→ Data to use
########

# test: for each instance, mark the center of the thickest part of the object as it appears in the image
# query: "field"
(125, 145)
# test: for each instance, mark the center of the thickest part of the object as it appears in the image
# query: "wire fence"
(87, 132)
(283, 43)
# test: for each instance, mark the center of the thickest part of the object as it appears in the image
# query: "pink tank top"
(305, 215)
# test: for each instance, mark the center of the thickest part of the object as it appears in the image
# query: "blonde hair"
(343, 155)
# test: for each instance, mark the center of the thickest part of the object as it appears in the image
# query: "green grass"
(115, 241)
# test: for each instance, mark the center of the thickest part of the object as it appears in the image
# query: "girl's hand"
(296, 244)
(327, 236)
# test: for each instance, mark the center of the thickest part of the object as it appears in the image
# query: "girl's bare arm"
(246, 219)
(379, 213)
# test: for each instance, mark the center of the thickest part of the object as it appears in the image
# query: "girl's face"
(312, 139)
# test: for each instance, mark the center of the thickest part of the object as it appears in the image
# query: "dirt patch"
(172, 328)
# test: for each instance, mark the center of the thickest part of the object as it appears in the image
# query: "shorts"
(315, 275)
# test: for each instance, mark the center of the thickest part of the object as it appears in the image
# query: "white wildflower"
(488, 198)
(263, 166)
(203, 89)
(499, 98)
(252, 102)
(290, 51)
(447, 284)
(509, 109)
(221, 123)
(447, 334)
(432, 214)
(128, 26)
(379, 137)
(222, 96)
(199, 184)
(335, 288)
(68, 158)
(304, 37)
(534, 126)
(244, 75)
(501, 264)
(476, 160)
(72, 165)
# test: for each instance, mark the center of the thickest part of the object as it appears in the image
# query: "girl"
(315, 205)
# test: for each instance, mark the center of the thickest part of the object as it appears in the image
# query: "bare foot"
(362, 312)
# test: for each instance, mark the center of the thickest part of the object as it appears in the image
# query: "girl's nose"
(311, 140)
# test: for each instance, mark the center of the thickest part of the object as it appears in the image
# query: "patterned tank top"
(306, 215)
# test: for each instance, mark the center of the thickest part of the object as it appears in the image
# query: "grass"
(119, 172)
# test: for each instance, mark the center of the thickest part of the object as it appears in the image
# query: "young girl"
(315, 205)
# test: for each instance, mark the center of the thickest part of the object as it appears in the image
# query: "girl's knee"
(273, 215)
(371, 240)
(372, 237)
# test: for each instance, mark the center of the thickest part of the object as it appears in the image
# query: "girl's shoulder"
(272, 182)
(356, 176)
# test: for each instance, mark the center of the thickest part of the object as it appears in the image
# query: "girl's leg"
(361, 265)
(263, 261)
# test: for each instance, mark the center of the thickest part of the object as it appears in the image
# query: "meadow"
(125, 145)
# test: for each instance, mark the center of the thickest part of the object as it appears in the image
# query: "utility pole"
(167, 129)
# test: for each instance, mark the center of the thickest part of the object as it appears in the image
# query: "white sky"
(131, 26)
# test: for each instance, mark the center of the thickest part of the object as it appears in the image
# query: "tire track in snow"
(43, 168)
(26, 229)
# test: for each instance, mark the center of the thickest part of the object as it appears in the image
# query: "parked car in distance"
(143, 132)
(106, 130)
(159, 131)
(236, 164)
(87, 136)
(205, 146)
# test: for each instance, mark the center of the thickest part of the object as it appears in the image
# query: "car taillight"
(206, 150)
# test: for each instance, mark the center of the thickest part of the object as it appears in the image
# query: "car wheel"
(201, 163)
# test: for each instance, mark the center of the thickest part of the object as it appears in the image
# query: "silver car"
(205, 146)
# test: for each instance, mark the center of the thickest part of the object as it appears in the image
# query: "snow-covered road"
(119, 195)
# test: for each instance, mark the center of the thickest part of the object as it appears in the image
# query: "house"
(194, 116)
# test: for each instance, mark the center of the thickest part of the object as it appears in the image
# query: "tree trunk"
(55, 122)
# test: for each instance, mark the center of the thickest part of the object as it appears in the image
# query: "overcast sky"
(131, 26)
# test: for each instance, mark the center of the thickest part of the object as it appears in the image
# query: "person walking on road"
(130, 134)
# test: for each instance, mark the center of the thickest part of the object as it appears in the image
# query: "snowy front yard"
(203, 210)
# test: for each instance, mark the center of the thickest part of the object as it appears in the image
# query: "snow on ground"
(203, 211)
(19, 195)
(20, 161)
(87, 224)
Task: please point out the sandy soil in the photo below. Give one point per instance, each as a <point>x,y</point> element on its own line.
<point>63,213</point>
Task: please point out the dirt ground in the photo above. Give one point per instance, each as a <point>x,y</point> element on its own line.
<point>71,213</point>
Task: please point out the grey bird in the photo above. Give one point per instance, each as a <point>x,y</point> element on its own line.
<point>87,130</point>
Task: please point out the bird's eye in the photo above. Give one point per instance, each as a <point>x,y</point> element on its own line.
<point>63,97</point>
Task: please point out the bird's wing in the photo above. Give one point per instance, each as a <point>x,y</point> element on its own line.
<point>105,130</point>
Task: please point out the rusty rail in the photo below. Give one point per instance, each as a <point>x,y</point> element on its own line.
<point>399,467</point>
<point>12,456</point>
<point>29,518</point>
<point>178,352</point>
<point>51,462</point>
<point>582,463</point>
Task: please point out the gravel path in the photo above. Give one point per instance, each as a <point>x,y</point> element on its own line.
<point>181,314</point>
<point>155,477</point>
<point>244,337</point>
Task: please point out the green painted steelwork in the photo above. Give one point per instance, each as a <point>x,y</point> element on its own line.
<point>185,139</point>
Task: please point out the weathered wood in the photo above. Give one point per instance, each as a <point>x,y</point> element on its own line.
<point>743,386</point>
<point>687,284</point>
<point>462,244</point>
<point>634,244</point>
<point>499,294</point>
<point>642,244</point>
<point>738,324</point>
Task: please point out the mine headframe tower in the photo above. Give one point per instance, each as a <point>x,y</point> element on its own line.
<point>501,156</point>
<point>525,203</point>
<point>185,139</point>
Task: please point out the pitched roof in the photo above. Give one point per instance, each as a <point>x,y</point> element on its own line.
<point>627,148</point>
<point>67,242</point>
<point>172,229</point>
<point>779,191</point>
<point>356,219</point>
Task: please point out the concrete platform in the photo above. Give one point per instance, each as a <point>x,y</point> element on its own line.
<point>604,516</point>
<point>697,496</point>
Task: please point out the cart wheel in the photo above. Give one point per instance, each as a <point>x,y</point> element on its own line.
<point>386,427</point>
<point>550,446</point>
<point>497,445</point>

########

→ The problem
Copy each line of the data above exactly as it appears.

→ Solution for this task
# test: for each instance, mark the center of the thickest part of the object as it appears in the image
# query: "field"
(125, 145)
# test: for each instance, mark the center of the thickest part of the object as it appears in the image
# query: "wire fence"
(87, 132)
(283, 43)
# test: for each instance, mark the center of the thickest part of the object as it appears in the image
# query: "pink tank top"
(305, 215)
# test: for each instance, mark the center of the thickest part of the object as it appears in the image
# query: "blonde hair"
(343, 155)
# test: for each instance, mark the center of the thickest part of the object as it appears in the image
# query: "green grass"
(115, 241)
# test: for each instance, mark the center of the thickest part of the object as it appears in the image
# query: "girl's hand"
(296, 244)
(327, 236)
# test: for each instance, mark the center of the thickest part of the object as it appears in the image
# query: "girl's bare arm"
(246, 219)
(379, 213)
# test: for each instance, mark the center of the thickest part of the object as it appears in the image
# query: "girl's face"
(312, 139)
# test: for each instance, mark the center of the thickest part of the object as it appears in the image
# query: "dirt patch"
(172, 328)
# test: for each instance, mark the center of the thickest part of the object as it appears in the image
# query: "shorts"
(315, 275)
# test: for each instance, mark the center of the thickest part of the object as it appears in the image
# query: "white wildflower"
(488, 198)
(263, 166)
(203, 89)
(499, 98)
(252, 102)
(290, 51)
(447, 284)
(509, 109)
(221, 123)
(447, 334)
(432, 214)
(128, 26)
(379, 137)
(222, 96)
(199, 184)
(335, 288)
(68, 158)
(304, 37)
(534, 126)
(244, 75)
(501, 264)
(476, 160)
(72, 165)
# test: for each instance, mark the center of the thickest part of the object as it appears in the image
# query: "girl"
(315, 205)
# test: for each instance, mark the center of the thickest part of the object as it appears in the image
# query: "bare foot"
(362, 312)
# test: for each instance, mark the center of the thickest part of the object as it appears in the image
# query: "girl's nose"
(311, 140)
# test: for each instance, mark the center of the thickest part of the object as it appears in the image
# query: "patterned tank top"
(306, 215)
# test: for each instance, mark the center of the thickest part of the object as it appears in the image
# query: "grass"
(119, 172)
# test: for each instance, mark the center of the thickest part of the object as it appears in the image
# query: "young girl"
(315, 205)
# test: for each instance, mark the center of the thickest part of the object as it appears in the image
# query: "girl's knee"
(273, 215)
(371, 240)
(372, 237)
# test: for each instance, mark the center of the thickest part of the object as it appears in the image
# query: "girl's shoulder"
(272, 182)
(356, 176)
# test: for each instance, mark the center of the thickest part of the object as it appears in the image
# query: "girl's leg"
(361, 265)
(263, 261)
# test: for each instance, mark the center of the thickest part of the object as it appears in the image
# query: "meadow"
(125, 145)
# test: for each instance, mark the center of the thickest part of the object as it appears in the image
# query: "utility pole"
(167, 129)
# test: for each instance, mark the center of the thickest part of the object as it appears in the image
# query: "white sky"
(131, 26)
# test: for each instance, mark the center of the thickest part of the object as it appears in the image
# query: "tire track in snow"
(43, 168)
(26, 229)
# test: for each instance, mark the center of the thickest part of the object as it appears in the image
# query: "parked car in distance"
(143, 132)
(106, 130)
(159, 131)
(236, 164)
(87, 136)
(205, 146)
# test: for each instance, mark the center of the thickest part of the object as it appears in the image
# query: "car taillight"
(206, 150)
# test: for each instance, mark the center of the thickest part of the object as it appears in the image
# query: "car wheel"
(201, 163)
# test: for each instance, mark the center of the thickest part of the object as it appears in the image
# query: "silver car"
(205, 146)
# test: for each instance, mark the center of the thickest part of the object as it appears in the image
# query: "snow-covered road"
(119, 195)
# test: for each instance, mark the center of the thickest part of the object as it appears in the image
# query: "house"
(194, 116)
# test: for each instance, mark the center of the thickest part of the object as it appears in the image
# query: "tree trunk"
(55, 122)
# test: for each instance, mark the center of the thickest part of the object as it appears in the image
# query: "overcast sky"
(131, 26)
# test: for each instance, mark the center of the thickest part of the object as it appears in the image
# query: "person walking on road"
(130, 134)
# test: for each instance, mark the center of the thickest part of the object as it appears in the image
# query: "snowy front yard"
(203, 210)
# test: for each instance, mark the center of the thickest part of the object as it appears in the image
# query: "snow on ground"
(203, 211)
(19, 195)
(20, 161)
(87, 224)
Task: please point out the sandy soil in the photo below. Give one point per instance, each as a <point>x,y</point> element on its own line.
<point>63,213</point>
Task: please point out the dirt ground in the photo above. Give one point per instance, each as a <point>x,y</point> element on its own line.
<point>71,213</point>
Task: please point out the grey bird in the photo above. Give one point per instance, each as a <point>x,y</point> element on its own line.
<point>87,130</point>
Task: please point out the bird's eye in the photo above. Give one point per instance, each as a <point>x,y</point> element on its own line.
<point>63,97</point>
Task: please point out the bird's wing in the photo above. Give one point per instance, each as a <point>x,y</point> element on its own line.
<point>105,130</point>
Task: please point out the rusty rail in the photo below. Give one point per instance, each as a <point>x,y</point> element on its own line.
<point>399,467</point>
<point>12,456</point>
<point>29,518</point>
<point>178,352</point>
<point>51,462</point>
<point>582,463</point>
Task: please point out the gravel path in the photo above. Give one point per instance, each as a <point>x,y</point> element on its own line.
<point>181,314</point>
<point>155,477</point>
<point>244,337</point>
Task: please point out the green painted steelwork in the photo above. Give one point per instance, each as a <point>x,y</point> element on its own line.
<point>185,139</point>
Task: please point out the weathered wood in the photo above. Give one point per instance, each as a <point>x,y</point> element on its own line.
<point>743,386</point>
<point>687,284</point>
<point>462,244</point>
<point>634,244</point>
<point>499,294</point>
<point>642,244</point>
<point>738,324</point>
Task: please point out the mine headframe tower in the photo above. Give one point per instance, each as a <point>x,y</point> element on its own line.
<point>501,156</point>
<point>525,203</point>
<point>185,139</point>
Task: please point out the pitched roof in the photo above. Give one point per instance, each as a <point>x,y</point> element on its own line.
<point>627,148</point>
<point>67,242</point>
<point>172,229</point>
<point>779,191</point>
<point>356,219</point>
Task: please point out the concrete platform in the photo above. Give one point per instance, each as a <point>x,y</point> element on its own line.
<point>604,516</point>
<point>697,496</point>
Task: please point out the cart wheel in the photo above. Give one point per instance, each as a <point>x,y</point> element on its own line.
<point>386,427</point>
<point>550,446</point>
<point>497,445</point>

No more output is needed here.